WORK ITEM: Scan the records for the word "below". Copy each line that includes it.

───── DATA

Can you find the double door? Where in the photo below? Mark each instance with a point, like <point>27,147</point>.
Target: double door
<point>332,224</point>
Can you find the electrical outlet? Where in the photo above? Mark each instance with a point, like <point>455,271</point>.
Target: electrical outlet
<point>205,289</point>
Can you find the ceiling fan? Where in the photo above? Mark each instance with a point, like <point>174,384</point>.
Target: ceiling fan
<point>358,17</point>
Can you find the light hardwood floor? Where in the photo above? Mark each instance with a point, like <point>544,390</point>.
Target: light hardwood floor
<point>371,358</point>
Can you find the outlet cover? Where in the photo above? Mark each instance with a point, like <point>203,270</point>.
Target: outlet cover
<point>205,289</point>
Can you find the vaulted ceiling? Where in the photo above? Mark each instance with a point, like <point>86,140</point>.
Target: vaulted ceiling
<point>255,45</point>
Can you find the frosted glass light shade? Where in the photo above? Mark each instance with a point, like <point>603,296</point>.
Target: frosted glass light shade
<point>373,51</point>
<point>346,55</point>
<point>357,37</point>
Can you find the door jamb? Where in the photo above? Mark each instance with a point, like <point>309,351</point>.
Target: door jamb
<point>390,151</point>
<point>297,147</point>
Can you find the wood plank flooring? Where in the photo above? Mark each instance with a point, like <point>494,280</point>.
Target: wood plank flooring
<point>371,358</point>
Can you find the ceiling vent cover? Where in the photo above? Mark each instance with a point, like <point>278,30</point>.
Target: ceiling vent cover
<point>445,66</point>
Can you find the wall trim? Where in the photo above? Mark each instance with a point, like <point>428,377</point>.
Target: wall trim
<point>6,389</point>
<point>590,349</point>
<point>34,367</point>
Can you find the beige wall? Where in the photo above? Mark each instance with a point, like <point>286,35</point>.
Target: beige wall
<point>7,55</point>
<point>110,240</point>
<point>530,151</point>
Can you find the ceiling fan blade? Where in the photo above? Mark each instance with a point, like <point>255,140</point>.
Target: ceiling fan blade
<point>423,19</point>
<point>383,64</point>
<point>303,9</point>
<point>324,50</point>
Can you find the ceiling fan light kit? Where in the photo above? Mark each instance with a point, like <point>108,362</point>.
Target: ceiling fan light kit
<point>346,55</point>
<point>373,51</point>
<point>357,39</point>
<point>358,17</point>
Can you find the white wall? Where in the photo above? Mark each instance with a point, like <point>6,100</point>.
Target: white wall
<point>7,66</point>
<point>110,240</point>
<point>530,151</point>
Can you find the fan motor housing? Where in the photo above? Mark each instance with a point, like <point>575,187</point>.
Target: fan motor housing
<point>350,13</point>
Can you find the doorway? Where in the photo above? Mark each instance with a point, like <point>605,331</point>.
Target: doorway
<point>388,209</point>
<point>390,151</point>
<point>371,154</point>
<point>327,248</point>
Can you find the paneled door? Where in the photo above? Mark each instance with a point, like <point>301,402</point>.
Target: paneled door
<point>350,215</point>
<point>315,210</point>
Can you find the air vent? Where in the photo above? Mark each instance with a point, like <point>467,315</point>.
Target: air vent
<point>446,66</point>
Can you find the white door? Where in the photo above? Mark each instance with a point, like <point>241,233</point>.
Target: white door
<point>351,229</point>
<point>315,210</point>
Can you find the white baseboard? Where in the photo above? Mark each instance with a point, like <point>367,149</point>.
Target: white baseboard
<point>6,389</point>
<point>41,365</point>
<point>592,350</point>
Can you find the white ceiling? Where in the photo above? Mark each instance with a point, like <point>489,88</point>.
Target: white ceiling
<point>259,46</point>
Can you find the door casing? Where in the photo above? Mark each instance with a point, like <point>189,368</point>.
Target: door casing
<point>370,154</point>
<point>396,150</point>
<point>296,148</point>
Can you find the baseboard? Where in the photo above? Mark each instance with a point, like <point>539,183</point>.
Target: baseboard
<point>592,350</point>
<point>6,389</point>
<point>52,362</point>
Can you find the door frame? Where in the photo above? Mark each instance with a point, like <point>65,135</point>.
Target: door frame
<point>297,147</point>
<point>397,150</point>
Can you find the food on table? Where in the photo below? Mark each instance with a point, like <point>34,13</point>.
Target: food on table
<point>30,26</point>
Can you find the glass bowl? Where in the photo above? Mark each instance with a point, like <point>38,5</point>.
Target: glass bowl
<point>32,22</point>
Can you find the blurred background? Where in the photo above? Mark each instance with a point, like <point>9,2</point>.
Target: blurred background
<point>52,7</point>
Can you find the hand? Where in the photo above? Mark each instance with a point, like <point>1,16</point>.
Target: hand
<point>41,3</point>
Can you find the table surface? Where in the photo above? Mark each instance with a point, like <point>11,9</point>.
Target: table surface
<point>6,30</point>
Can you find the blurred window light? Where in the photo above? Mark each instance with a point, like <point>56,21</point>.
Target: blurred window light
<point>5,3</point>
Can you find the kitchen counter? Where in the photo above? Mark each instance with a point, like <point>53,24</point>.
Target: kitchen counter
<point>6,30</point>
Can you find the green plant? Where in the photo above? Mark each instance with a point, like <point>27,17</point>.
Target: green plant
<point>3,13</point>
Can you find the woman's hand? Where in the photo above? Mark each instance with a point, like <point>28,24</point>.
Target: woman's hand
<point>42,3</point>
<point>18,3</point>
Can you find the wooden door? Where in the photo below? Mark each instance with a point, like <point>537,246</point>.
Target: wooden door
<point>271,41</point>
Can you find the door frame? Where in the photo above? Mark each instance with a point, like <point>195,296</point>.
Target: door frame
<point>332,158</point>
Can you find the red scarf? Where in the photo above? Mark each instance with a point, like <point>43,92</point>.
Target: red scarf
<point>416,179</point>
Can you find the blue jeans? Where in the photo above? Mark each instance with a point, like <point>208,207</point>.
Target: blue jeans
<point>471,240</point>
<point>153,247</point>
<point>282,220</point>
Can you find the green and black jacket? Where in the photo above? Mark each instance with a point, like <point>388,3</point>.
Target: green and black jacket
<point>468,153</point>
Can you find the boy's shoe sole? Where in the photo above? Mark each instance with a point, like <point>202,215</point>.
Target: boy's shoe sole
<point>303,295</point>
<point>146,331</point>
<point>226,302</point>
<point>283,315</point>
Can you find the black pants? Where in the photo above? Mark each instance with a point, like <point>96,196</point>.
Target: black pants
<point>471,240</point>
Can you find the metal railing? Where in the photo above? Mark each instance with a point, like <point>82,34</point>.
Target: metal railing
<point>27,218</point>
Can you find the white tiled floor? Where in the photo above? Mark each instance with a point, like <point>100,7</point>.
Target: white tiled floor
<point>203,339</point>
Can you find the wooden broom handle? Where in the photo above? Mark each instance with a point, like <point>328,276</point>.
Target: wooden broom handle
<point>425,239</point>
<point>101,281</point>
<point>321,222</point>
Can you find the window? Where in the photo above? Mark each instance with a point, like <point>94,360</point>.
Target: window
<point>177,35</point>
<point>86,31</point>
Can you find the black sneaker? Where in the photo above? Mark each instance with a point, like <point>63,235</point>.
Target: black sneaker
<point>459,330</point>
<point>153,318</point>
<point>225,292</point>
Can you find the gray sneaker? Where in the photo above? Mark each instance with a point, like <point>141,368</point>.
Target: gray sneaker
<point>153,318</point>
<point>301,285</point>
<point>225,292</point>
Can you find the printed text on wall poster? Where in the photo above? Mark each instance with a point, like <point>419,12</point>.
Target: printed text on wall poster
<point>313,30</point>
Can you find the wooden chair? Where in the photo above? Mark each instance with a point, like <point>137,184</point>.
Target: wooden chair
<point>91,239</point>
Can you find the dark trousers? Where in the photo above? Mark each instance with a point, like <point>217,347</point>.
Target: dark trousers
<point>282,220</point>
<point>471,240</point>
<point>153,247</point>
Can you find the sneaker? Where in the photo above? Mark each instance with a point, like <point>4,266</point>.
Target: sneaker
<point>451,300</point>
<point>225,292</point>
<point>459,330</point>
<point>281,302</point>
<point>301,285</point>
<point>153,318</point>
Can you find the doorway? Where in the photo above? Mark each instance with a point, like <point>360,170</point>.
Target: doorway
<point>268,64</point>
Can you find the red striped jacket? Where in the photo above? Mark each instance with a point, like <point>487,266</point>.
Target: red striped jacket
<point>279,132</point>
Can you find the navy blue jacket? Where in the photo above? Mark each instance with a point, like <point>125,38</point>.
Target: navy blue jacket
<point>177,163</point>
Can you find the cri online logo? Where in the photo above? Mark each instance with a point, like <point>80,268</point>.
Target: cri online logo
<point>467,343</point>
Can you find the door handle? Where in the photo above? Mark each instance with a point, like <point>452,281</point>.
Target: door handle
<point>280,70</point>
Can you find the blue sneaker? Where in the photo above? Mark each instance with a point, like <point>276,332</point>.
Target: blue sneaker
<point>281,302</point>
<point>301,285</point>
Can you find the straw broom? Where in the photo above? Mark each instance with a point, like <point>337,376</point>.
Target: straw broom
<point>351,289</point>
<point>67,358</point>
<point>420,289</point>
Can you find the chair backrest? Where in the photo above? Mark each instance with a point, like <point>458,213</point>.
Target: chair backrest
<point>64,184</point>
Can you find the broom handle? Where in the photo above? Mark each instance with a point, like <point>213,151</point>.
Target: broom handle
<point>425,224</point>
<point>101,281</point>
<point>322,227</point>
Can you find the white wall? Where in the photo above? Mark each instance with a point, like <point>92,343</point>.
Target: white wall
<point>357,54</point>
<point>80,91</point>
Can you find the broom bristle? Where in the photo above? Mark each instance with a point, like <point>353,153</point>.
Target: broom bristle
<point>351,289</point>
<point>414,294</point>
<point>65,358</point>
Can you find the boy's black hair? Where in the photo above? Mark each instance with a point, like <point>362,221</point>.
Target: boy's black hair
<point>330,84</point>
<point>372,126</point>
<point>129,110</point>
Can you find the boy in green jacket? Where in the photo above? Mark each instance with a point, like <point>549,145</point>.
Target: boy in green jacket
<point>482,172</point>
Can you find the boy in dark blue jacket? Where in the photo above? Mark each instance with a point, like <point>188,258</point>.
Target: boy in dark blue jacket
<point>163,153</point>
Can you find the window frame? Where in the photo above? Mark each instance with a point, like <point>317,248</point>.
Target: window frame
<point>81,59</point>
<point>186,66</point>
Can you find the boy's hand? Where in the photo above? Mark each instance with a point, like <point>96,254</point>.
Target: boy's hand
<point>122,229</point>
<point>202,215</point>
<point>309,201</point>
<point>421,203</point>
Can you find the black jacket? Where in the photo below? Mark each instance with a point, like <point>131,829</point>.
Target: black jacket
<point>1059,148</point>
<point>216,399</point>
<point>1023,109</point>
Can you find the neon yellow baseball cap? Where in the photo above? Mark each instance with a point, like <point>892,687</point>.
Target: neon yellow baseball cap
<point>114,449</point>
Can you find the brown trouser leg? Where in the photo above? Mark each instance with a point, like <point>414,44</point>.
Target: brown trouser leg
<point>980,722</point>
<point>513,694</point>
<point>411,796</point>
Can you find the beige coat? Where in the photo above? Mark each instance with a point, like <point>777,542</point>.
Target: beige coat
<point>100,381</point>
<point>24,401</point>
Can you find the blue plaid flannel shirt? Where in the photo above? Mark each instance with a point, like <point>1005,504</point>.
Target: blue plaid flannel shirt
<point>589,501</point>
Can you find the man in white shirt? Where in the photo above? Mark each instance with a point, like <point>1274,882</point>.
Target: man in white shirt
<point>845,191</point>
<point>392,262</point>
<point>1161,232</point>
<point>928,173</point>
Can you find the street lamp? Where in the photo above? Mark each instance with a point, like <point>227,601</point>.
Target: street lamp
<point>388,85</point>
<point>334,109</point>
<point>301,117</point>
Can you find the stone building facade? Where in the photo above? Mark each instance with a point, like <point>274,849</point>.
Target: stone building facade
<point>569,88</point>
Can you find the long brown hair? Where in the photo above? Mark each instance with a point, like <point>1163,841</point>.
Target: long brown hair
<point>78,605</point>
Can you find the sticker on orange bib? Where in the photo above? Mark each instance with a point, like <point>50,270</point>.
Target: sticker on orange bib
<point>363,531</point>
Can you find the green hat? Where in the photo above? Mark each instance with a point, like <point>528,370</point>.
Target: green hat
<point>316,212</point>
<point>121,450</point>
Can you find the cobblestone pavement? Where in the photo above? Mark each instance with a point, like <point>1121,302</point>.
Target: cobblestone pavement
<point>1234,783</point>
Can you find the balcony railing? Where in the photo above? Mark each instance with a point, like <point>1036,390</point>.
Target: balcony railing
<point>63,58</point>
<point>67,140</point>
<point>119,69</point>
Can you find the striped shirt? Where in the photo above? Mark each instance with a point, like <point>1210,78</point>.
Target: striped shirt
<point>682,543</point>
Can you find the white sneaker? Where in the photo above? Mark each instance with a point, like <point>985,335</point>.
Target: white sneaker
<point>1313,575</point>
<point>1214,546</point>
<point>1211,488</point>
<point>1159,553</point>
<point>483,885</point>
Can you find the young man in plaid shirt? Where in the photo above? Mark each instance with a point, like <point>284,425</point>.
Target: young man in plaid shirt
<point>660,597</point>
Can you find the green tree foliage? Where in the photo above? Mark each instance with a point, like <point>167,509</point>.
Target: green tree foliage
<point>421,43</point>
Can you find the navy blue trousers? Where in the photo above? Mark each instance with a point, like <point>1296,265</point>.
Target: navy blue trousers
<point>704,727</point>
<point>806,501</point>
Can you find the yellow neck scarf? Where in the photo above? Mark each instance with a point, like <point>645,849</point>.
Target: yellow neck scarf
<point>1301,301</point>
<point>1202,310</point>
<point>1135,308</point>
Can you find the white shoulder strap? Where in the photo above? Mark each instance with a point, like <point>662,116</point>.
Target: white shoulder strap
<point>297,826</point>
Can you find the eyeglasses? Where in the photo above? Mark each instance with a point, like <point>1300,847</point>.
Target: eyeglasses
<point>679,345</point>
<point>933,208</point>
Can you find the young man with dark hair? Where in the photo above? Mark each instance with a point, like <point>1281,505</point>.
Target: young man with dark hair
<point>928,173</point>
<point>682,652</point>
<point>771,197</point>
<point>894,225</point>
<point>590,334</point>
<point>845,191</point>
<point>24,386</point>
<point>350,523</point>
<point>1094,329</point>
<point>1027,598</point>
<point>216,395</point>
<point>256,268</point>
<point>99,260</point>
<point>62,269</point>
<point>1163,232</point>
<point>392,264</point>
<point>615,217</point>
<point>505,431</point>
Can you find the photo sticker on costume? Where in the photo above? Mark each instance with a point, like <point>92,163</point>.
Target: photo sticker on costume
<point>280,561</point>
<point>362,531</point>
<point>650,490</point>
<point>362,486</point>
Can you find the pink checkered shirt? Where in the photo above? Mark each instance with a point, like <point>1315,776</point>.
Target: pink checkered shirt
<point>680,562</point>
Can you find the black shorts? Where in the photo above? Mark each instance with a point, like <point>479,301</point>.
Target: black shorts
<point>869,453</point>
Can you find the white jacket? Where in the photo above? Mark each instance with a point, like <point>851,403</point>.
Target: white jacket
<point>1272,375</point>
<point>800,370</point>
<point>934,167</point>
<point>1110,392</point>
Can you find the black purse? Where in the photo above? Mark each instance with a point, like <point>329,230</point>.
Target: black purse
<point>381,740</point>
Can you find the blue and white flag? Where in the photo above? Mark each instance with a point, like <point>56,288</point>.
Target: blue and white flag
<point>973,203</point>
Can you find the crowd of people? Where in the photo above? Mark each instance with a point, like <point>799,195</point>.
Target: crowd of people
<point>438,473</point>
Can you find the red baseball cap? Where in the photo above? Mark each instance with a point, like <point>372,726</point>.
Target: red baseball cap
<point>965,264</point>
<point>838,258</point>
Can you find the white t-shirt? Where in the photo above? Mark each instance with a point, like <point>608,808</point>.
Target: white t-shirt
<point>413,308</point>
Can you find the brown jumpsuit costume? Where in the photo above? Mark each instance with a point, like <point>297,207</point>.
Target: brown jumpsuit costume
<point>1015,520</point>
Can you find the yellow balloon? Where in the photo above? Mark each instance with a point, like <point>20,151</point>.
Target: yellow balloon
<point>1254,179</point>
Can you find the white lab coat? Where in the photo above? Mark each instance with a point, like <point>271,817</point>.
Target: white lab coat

──────────

YOUR RESPONSE:
Can you find the double door? Where in the photo below? Mark each instance with a point, like <point>27,147</point>.
Can you find the food on table? Where in the photo below? Mark each instance with a point, like <point>34,13</point>.
Can you find the wooden door? Where in the photo below? Mark each instance with a point, like <point>537,246</point>.
Can you find the black jacket? Where in the photo below? Mark each instance with a point, like <point>131,829</point>.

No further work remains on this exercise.